◆ BRANO DA LEGGERE ◆

Pensioni, ultime notizie: quali sono le conseguenze della Brexit sul sistema pensionistico italiano?

La Brexit, ovvero l’uscita del Regno Unito dall’Unione Europea, avrà delle conseguenze economiche anche sull’Italia e per questo in molti hanno ipotizzato che ci potrebbero essere degli effetti negativi sulle pensioni.

La riforma delle pensioni è ancora ad un punto fermo e il referendum sulla Brexit potrebbe aver peggiorato le cose. Infatti, nel caso in cui l’uscita del Regno Unito causasse una crisi economica in tutta l’Unione Europea, l’Italia potrebbe non riuscire a mettere in atto alcuni dei piani previsti nella riforma delle pensioni su cui sta lavorando il Governo.

Nel dettaglio, alcuni hanno ipotizzato che la Brexit metterà a rischio persino l’APE, l’anticipo pensionistico che consente di andare in pensione anticipata agli over 63 con un taglio che varia dall’1% al 3% per ogni anno di anticipo.

È veramente così? La Brexit rischia di far crollare il sistema pensionistico italiano o i suoi effetti saranno limitati? Vediamo nel dettaglio quali potrebbero essere le conseguenze della Brexit sulle pensioni del nostro Paese e se l’attuazione dell’APE verrà messa a rischio dall’uscita del Regno Unito dall’Unione Europea.

Brexit: quali conseguenze per l’economia italiana?

◆ ESERCIZIO 1 ◆
Ricopia senza alcuna modifica i record con le voci di annotazione e le coordinate, lasciando fuori le immagini.
Il brano e i record non hanno alcun legame tra loro.

(Voci di annotazione con coordinate)

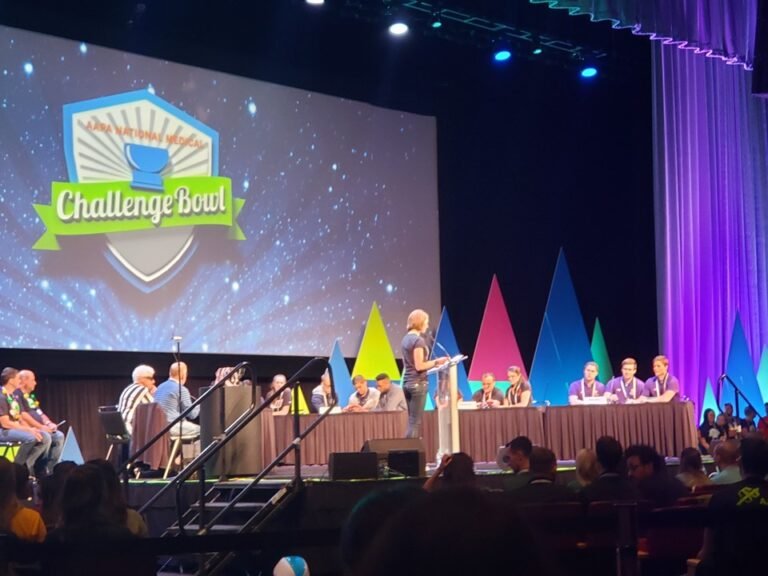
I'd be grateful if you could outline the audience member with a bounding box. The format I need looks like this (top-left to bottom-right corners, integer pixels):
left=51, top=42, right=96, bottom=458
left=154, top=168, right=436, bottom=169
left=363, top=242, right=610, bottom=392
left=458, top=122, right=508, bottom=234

◆ ESERCIZIO 2 ◆
Nel brano sulla Brexit e le pensioni, riscrivi il tratto da "Pensioni, ultime notizie: quali" fino a "negativi sulle pensioni." compreso, cambiando "Regno Unito" in "Gran Bretagna".

◆ RISULTATO FINALE 1 ◆
I'd be grateful if you could outline the audience member with a bounding box. The format I need looks like this (top-left to bottom-right corners, integer pixels):
left=51, top=42, right=96, bottom=458
left=154, top=168, right=436, bottom=169
left=363, top=242, right=610, bottom=392
left=458, top=122, right=508, bottom=234

◆ RISULTATO FINALE 2 ◆
Pensioni, ultime notizie: quali sono le conseguenze della Brexit sul sistema pensionistico italiano?

La Brexit, ovvero l’uscita del Gran Bretagna dall’Unione Europea, avrà delle conseguenze economiche anche sull’Italia e per questo in molti hanno ipotizzato che ci potrebbero essere degli effetti negativi sulle pensioni.